Description of the task:
Put these lines into a numbered list, skipping any blank lines. Leave the pictures out of your answer.

Saved data entries
┏━━
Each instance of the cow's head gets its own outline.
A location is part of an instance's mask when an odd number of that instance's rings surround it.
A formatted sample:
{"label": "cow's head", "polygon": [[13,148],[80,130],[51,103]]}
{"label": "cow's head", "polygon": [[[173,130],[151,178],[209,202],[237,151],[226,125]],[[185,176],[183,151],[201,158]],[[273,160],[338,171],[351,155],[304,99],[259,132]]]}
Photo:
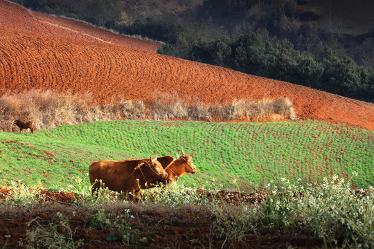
┗━━
Solution:
1. Each instance of the cow's head gets its own outline.
2. A location is part of an instance's mask when an odd number of that instance's rings surround it.
3. A formatted sample:
4. {"label": "cow's head", "polygon": [[13,148],[80,130],[51,103]]}
5. {"label": "cow's head", "polygon": [[[173,130],[151,178],[209,202],[237,151],[226,125]],[[185,176],[183,151],[201,158]],[[273,160],[338,171],[351,155],[304,99],[259,132]]]}
6. Photo:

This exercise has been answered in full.